↓↓↓

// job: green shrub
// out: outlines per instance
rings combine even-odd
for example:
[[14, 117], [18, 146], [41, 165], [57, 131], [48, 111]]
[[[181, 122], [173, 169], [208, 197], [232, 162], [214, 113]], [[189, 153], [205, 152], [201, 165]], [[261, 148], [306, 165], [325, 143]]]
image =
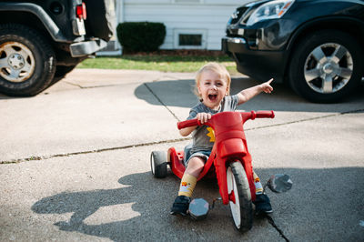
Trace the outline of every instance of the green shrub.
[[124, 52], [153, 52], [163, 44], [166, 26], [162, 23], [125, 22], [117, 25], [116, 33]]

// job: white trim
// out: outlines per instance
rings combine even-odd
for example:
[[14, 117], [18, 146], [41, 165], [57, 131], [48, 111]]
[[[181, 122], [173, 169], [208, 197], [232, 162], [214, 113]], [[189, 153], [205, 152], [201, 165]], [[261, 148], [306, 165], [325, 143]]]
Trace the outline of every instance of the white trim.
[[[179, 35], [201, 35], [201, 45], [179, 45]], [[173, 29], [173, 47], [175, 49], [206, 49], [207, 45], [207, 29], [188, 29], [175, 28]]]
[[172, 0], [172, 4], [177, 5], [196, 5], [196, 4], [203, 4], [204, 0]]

↑↑↑
↓↓↓

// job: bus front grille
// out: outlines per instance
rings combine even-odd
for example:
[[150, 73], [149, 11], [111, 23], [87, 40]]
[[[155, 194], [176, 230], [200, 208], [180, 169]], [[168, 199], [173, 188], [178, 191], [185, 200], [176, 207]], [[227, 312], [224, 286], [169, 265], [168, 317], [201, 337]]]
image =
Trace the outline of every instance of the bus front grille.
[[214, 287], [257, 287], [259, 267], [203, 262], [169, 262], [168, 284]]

↑↑↑

Could you recast these lines as a numbered list, beginning at the line that has "job: white trim" and stopping after the line that has "4], [204, 0]]", with any blank lines left out?

1. // job: white trim
2. // out: outlines per instance
3. rings combine even-odd
4. for example:
5. [[14, 117], [18, 146], [41, 165], [57, 131], [48, 111]]
6. [[[181, 122], [173, 169], [208, 197], [232, 162], [214, 113]], [[189, 153], [205, 152], [201, 165]], [[261, 148], [306, 165], [325, 143]]]
7. Trace the outline of every instance of the white trim.
8. [[[179, 35], [201, 35], [201, 45], [179, 45]], [[173, 29], [173, 47], [175, 49], [206, 49], [207, 45], [207, 29], [188, 29], [175, 28]]]
9. [[172, 0], [172, 4], [177, 5], [196, 5], [196, 4], [203, 4], [204, 0]]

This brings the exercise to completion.